▶ **TASK DIRECTIONS**
Repeat the lines beginning at the one with "In the photograph above, where can the white bowl" and running to the end of the material, keeping the first and last of them, exactly as they appear.

▶ **SUPPLIED MATERIAL**
[Start of section]
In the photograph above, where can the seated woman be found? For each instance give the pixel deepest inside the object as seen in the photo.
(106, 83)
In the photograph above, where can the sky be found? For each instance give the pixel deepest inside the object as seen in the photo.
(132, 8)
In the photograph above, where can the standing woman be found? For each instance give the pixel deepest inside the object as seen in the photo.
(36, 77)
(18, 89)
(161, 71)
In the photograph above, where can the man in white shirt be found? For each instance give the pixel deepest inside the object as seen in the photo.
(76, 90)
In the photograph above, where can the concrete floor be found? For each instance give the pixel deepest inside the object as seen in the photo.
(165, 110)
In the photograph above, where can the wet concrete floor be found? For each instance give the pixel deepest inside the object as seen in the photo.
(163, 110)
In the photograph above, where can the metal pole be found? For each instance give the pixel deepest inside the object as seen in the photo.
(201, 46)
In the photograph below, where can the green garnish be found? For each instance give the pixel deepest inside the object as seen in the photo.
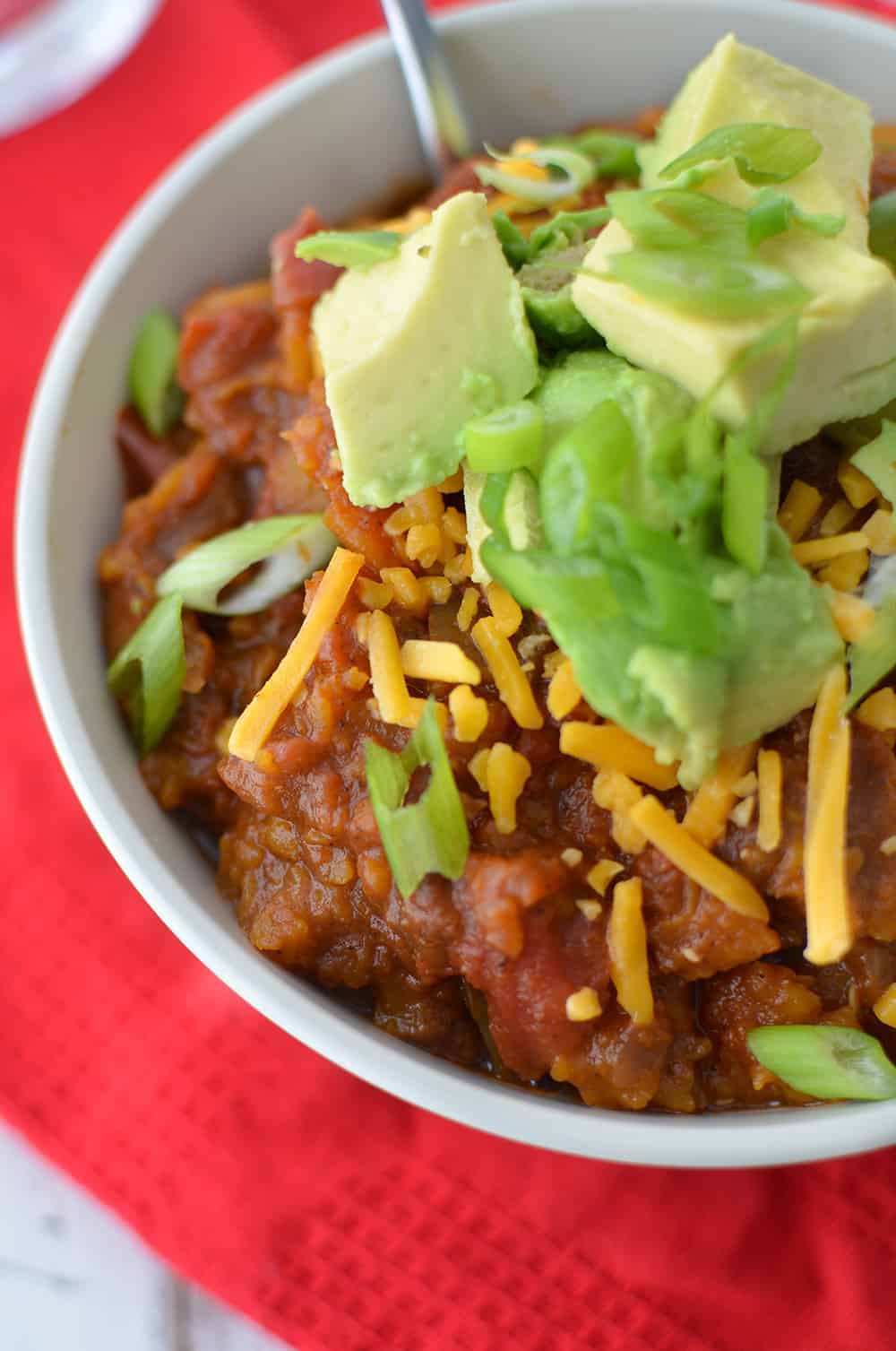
(882, 227)
(762, 152)
(571, 172)
(512, 239)
(505, 439)
(147, 673)
(584, 469)
(877, 461)
(874, 655)
(826, 1062)
(773, 213)
(429, 836)
(295, 548)
(349, 247)
(675, 218)
(614, 153)
(744, 504)
(702, 282)
(152, 375)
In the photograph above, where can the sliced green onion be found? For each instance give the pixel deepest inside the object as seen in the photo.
(882, 227)
(762, 152)
(874, 655)
(674, 218)
(512, 239)
(877, 460)
(292, 549)
(509, 438)
(614, 153)
(773, 213)
(431, 836)
(147, 673)
(152, 375)
(745, 504)
(349, 247)
(586, 468)
(707, 284)
(826, 1062)
(491, 500)
(573, 173)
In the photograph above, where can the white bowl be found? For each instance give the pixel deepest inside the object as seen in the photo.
(333, 134)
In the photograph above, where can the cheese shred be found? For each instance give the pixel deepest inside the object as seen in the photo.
(509, 677)
(610, 748)
(827, 908)
(695, 861)
(770, 772)
(256, 720)
(628, 945)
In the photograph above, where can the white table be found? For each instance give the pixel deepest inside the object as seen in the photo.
(73, 1278)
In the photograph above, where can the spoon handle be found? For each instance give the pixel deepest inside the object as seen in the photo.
(443, 123)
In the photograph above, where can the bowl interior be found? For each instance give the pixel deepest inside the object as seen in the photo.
(528, 65)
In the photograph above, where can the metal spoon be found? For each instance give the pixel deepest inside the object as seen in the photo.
(442, 119)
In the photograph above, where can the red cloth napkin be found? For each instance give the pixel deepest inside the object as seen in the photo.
(335, 1215)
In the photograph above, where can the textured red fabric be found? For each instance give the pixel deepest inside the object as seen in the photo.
(335, 1215)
[End of section]
▶ **ANSWER FOR THIS EXERCISE**
In the photograph above, where can the white bowl be found? For each instance give the pixel deepest inside the object as seen in the photo.
(333, 134)
In the photograph above, where can the cheese shred be found? For each instance give the pixel deepest inside the object as seen in the photo.
(509, 677)
(610, 748)
(827, 908)
(695, 861)
(770, 772)
(256, 720)
(628, 945)
In the photograph above, where can the white table be found? For each instance give the pixel deepest inside the object as seen in the photo.
(73, 1278)
In the photograph above, where can the spoon handle be found? For each instance give the pixel deepest inside the object as seen in the photo.
(443, 123)
In the photograph above, where can the bowl interior be found? For each instance give the pixel deepest inside the object as seen in the photo.
(528, 65)
In the photograph above, where can the metal spoon be found? For each instance give the pixel deepest inside the object as seen in the photo.
(442, 119)
In the photograph above, where can the red cloth napkin be found? For each instance give the pixel deepest inside the object as seen in the photo.
(335, 1215)
In the photograph above, where can the textured red fabric be found? For each instance give the pixel deepest inside the object as seen in the photo.
(335, 1215)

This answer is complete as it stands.